Starting at the beginning of the records and ending at the line containing "[0,0,53,64]", render each line as one string in a JSON list, skipping blank lines and omitting the pictures.
* Start *
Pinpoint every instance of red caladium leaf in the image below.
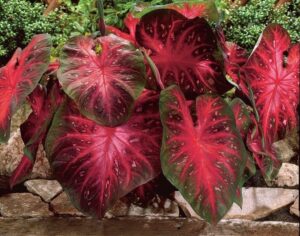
[243,24,300,147]
[136,9,230,98]
[160,86,246,223]
[10,80,64,187]
[58,34,145,126]
[247,115,281,182]
[230,98,252,139]
[0,34,51,142]
[46,91,162,218]
[124,12,140,43]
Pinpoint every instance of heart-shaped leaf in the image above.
[160,86,246,223]
[230,98,252,139]
[10,80,64,187]
[243,24,300,146]
[136,9,230,98]
[46,91,162,218]
[247,115,281,182]
[0,34,51,142]
[58,34,145,126]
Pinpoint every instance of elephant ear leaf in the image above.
[0,34,51,142]
[57,34,146,127]
[243,24,300,146]
[160,86,246,223]
[10,80,64,187]
[230,98,252,139]
[135,9,230,99]
[46,91,162,218]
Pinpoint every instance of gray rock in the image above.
[0,217,299,236]
[104,200,129,218]
[225,188,299,220]
[24,179,62,202]
[201,219,299,236]
[175,188,298,220]
[0,193,53,218]
[290,197,299,217]
[272,163,299,187]
[50,192,84,216]
[128,199,179,217]
[0,129,51,179]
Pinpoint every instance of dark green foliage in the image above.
[0,0,97,65]
[104,0,172,28]
[223,0,300,50]
[0,0,53,64]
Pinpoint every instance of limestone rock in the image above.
[290,197,299,217]
[225,188,299,220]
[128,199,179,217]
[0,217,299,236]
[24,179,62,202]
[50,192,84,216]
[0,129,51,179]
[175,188,298,220]
[104,200,129,218]
[0,193,53,218]
[272,163,299,187]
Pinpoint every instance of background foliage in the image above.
[0,0,300,65]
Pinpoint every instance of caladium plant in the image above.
[0,1,300,223]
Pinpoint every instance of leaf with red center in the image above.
[10,80,63,187]
[243,24,300,146]
[124,12,140,43]
[46,91,162,218]
[160,86,246,223]
[247,116,281,182]
[136,9,230,98]
[0,34,51,142]
[58,34,145,126]
[105,25,136,45]
[230,98,252,139]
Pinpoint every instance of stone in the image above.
[272,163,299,187]
[225,188,299,220]
[128,199,179,217]
[0,129,52,179]
[272,130,299,162]
[0,217,299,236]
[24,179,63,202]
[104,200,129,218]
[290,197,299,217]
[175,188,298,220]
[0,193,53,218]
[50,192,85,216]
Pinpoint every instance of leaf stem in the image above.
[142,48,165,90]
[96,0,105,36]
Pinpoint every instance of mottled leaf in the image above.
[46,91,162,218]
[160,86,246,223]
[58,34,145,126]
[0,34,51,142]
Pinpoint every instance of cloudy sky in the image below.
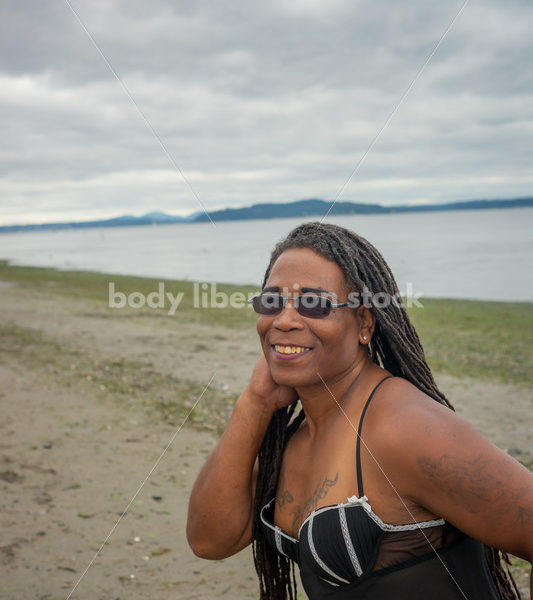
[0,0,533,224]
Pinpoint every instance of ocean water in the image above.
[0,208,533,302]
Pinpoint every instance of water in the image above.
[0,208,533,302]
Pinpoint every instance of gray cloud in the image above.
[0,0,533,223]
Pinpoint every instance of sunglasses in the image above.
[248,292,358,319]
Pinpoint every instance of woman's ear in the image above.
[357,304,376,345]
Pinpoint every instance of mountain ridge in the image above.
[0,197,533,233]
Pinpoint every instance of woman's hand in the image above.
[187,356,298,559]
[246,354,298,414]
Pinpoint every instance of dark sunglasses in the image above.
[248,292,358,319]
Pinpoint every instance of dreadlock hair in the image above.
[252,222,520,600]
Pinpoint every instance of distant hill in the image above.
[0,197,533,233]
[194,198,533,223]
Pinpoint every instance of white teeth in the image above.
[274,344,309,354]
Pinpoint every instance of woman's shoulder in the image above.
[364,376,475,448]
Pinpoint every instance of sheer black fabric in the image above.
[261,380,501,600]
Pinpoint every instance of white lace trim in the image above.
[339,506,363,577]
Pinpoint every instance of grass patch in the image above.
[0,261,533,386]
[408,298,533,386]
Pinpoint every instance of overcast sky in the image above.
[0,0,533,224]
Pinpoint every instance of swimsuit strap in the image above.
[355,375,394,498]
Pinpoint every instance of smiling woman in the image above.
[187,223,533,600]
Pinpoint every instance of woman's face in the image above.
[257,248,366,387]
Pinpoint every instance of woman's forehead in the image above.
[266,248,346,292]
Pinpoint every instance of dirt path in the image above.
[0,285,533,600]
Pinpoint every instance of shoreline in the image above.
[0,268,533,600]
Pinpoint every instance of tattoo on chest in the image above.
[276,473,339,531]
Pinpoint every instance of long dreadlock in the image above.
[252,222,520,600]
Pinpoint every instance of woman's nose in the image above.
[272,298,304,329]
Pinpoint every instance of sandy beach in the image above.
[0,281,533,600]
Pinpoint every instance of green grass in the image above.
[408,298,533,386]
[0,261,533,386]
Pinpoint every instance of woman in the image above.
[187,223,533,600]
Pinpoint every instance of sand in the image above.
[0,282,533,600]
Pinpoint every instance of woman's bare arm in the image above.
[187,357,296,559]
[365,379,533,597]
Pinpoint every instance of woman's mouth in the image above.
[272,344,311,360]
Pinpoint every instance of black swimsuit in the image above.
[261,375,500,600]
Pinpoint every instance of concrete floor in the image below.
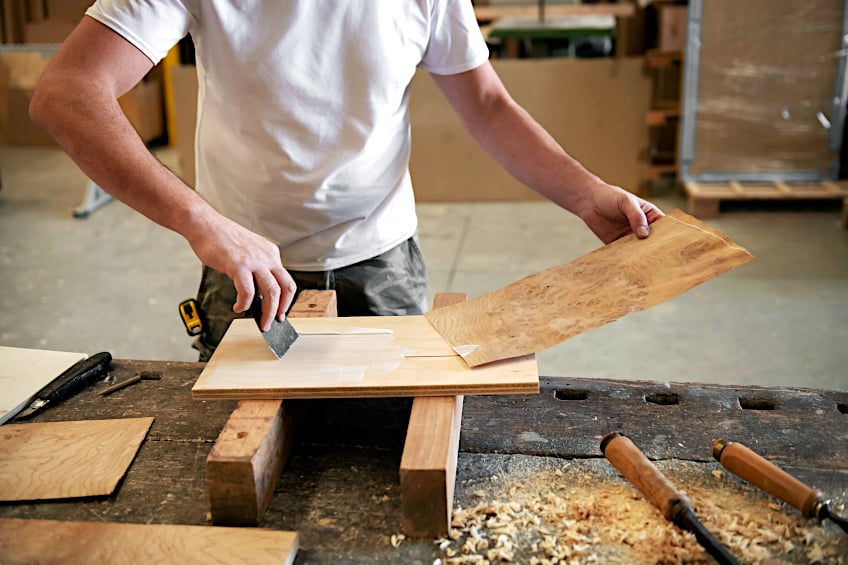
[0,143,848,390]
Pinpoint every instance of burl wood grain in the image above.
[0,518,298,565]
[0,418,153,501]
[425,210,753,367]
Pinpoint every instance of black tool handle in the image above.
[601,432,691,521]
[21,351,112,418]
[713,439,825,519]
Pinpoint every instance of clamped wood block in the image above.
[206,291,466,537]
[400,293,467,538]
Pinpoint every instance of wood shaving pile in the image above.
[434,469,848,565]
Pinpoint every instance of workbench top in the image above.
[0,360,848,563]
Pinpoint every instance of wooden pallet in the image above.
[683,181,848,221]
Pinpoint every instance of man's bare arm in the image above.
[432,63,662,242]
[30,17,295,329]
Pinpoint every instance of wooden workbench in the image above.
[0,360,848,563]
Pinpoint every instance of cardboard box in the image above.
[168,65,197,187]
[118,68,165,143]
[657,5,689,53]
[0,51,56,145]
[24,19,76,43]
[47,0,94,23]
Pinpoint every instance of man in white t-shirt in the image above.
[30,0,662,358]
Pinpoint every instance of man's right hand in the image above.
[183,210,297,331]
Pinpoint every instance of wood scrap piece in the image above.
[426,210,753,367]
[206,290,337,524]
[0,518,298,565]
[0,346,86,424]
[400,293,467,538]
[0,418,153,501]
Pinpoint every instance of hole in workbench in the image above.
[739,398,777,410]
[645,392,680,406]
[554,388,589,400]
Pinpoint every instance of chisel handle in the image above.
[601,432,692,522]
[713,439,825,518]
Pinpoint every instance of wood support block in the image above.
[206,290,337,525]
[206,400,297,525]
[400,293,467,538]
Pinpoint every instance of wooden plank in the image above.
[0,346,86,424]
[426,210,753,367]
[206,290,337,524]
[400,293,467,538]
[0,519,298,565]
[0,418,153,501]
[192,316,539,400]
[410,57,653,202]
[400,396,463,538]
[288,290,339,318]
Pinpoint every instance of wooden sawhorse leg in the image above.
[400,293,467,538]
[206,291,466,537]
[206,290,337,525]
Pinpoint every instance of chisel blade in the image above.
[250,295,298,359]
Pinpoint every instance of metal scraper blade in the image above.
[250,295,298,359]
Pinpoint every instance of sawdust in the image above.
[435,462,848,565]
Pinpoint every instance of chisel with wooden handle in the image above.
[713,439,848,532]
[601,432,739,565]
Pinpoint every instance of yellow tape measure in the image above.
[180,298,203,336]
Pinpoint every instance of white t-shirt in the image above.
[87,0,488,271]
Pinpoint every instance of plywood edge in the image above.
[192,378,539,400]
[205,291,336,524]
[425,210,753,368]
[0,518,300,565]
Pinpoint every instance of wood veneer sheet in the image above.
[192,316,539,400]
[0,418,153,501]
[0,518,298,565]
[425,210,753,367]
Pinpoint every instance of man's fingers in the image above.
[274,269,297,321]
[233,272,255,314]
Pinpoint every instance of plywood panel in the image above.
[0,347,86,424]
[426,210,753,367]
[0,518,298,565]
[0,418,153,501]
[192,316,539,399]
[410,57,651,202]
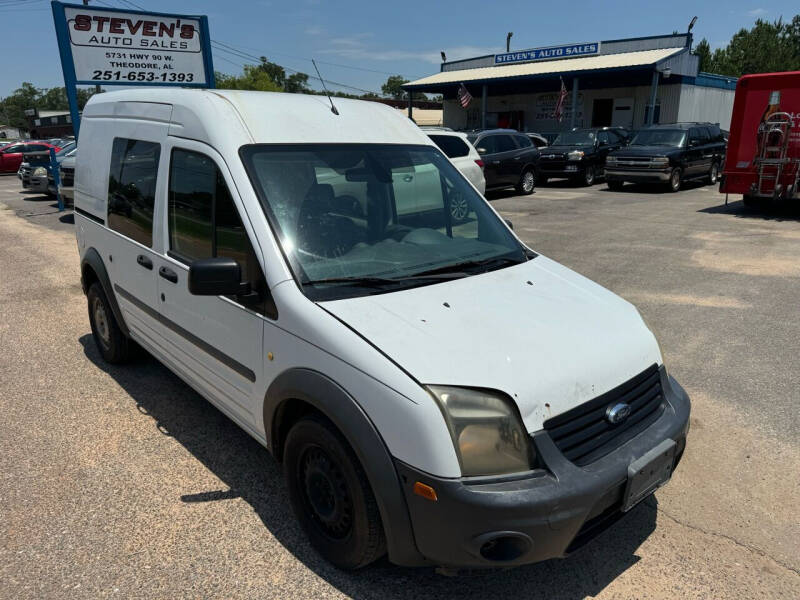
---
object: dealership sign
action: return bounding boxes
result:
[52,2,214,133]
[494,42,600,65]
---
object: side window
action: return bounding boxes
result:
[475,135,498,154]
[429,135,469,158]
[495,135,517,152]
[167,148,267,313]
[514,135,533,148]
[108,138,161,246]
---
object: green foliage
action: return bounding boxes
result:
[381,75,408,100]
[216,56,310,94]
[695,15,800,77]
[0,81,100,129]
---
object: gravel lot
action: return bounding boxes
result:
[0,176,800,600]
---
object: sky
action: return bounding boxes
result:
[0,0,800,97]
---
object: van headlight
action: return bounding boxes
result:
[567,150,586,160]
[427,385,533,477]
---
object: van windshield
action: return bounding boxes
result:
[241,144,529,299]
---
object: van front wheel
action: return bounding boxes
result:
[284,415,386,569]
[86,281,131,365]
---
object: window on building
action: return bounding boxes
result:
[167,148,268,314]
[429,135,469,158]
[644,103,661,125]
[108,138,161,246]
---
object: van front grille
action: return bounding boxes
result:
[544,365,664,466]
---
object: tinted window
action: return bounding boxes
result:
[495,135,517,152]
[108,138,161,246]
[514,135,533,148]
[167,148,267,313]
[475,135,498,154]
[428,135,469,158]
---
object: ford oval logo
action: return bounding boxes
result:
[606,402,631,425]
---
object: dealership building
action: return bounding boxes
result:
[403,33,736,132]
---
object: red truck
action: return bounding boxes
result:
[719,71,800,206]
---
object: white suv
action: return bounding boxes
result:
[74,88,689,569]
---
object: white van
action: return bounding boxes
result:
[75,89,690,568]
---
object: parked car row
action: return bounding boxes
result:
[428,123,727,194]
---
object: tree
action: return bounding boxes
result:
[381,75,408,100]
[0,81,101,129]
[694,38,711,72]
[283,73,309,94]
[695,15,800,77]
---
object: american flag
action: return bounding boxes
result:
[458,83,472,108]
[553,79,567,123]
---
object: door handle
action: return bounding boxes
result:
[136,254,153,271]
[158,267,178,283]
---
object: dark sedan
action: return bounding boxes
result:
[539,128,625,185]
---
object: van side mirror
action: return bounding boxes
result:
[189,257,250,296]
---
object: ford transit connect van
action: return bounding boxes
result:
[74,89,689,569]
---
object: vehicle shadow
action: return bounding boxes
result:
[79,334,657,600]
[697,200,800,221]
[599,180,709,198]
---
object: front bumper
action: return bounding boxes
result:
[606,167,671,183]
[539,162,586,178]
[397,369,690,568]
[27,176,48,194]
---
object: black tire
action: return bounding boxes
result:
[581,165,596,187]
[708,161,719,185]
[667,167,683,193]
[516,168,536,196]
[86,281,133,365]
[284,415,386,569]
[606,181,625,192]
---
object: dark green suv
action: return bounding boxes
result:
[606,123,726,192]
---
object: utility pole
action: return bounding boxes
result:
[83,0,100,94]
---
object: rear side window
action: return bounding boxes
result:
[167,148,267,314]
[514,135,533,148]
[496,135,517,152]
[108,138,161,246]
[428,135,469,158]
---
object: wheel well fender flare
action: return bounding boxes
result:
[81,248,130,337]
[264,368,424,566]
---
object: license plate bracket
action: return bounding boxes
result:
[622,440,677,512]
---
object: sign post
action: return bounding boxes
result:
[51,1,215,139]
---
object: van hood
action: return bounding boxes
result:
[320,256,661,432]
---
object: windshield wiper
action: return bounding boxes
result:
[414,256,526,277]
[302,273,467,287]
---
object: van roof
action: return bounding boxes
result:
[83,88,433,147]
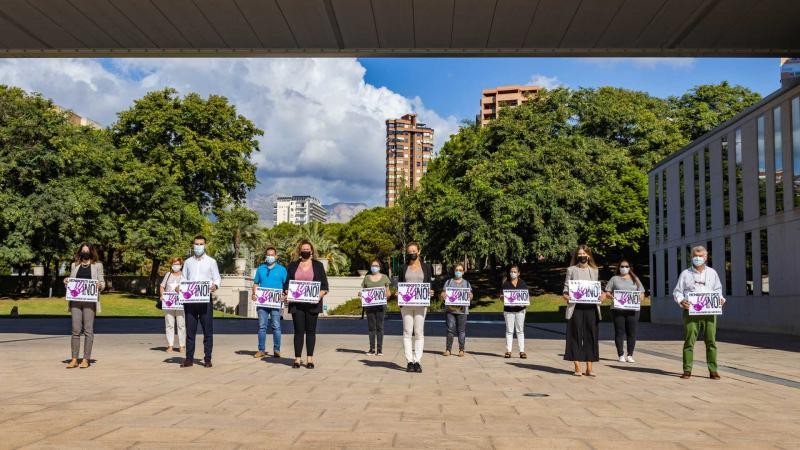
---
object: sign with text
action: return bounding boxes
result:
[503,289,531,306]
[67,278,100,302]
[289,280,321,303]
[613,291,642,311]
[180,281,211,304]
[361,287,386,306]
[567,280,602,305]
[255,287,283,309]
[444,287,472,306]
[161,291,183,311]
[397,283,431,306]
[686,292,722,316]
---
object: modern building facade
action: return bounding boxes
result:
[479,85,541,127]
[274,195,328,225]
[648,80,800,334]
[386,114,433,206]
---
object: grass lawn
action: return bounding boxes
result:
[0,293,241,318]
[328,294,650,322]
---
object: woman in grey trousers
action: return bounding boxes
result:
[64,242,106,369]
* End *
* Expected output
[
  "Pinpoint every instance of red caladium leaf in the image below.",
  "[243,24,300,147]",
  "[136,9,230,98]",
  "[160,86,246,223]",
  "[10,80,64,187]",
  "[58,34,145,126]",
  "[247,115,281,182]",
  "[230,98,252,139]",
  "[0,34,51,142]",
  "[46,91,162,218]",
  "[124,12,140,43]",
  "Pinpoint every instance of heart-shaped leaf in the image above.",
  "[160,86,246,223]",
  "[230,98,252,139]",
  "[10,80,64,187]",
  "[243,24,300,146]",
  "[136,9,230,98]",
  "[46,91,162,218]",
  "[247,115,281,182]",
  "[0,34,51,142]",
  "[58,34,145,126]",
  "Pinpoint every instance of elephant ear leaf in the image above.",
  "[0,34,51,142]",
  "[57,34,146,127]",
  "[243,24,300,146]",
  "[160,86,246,223]",
  "[10,80,64,187]",
  "[230,98,252,139]",
  "[135,9,230,99]",
  "[46,91,162,218]",
  "Pinpoint every instance of gray rock in the image above.",
  "[0,217,299,236]",
  "[104,200,129,218]",
  "[225,188,299,220]",
  "[24,179,62,202]",
  "[201,219,299,236]",
  "[175,188,298,220]",
  "[0,193,53,218]",
  "[290,197,299,217]",
  "[272,163,299,187]",
  "[50,192,84,216]",
  "[128,199,179,217]",
  "[0,129,51,179]",
  "Pinpoint every instance of dark green foliage in the image above.",
  "[0,0,97,65]",
  "[104,0,172,28]",
  "[223,0,300,50]",
  "[0,0,53,64]"
]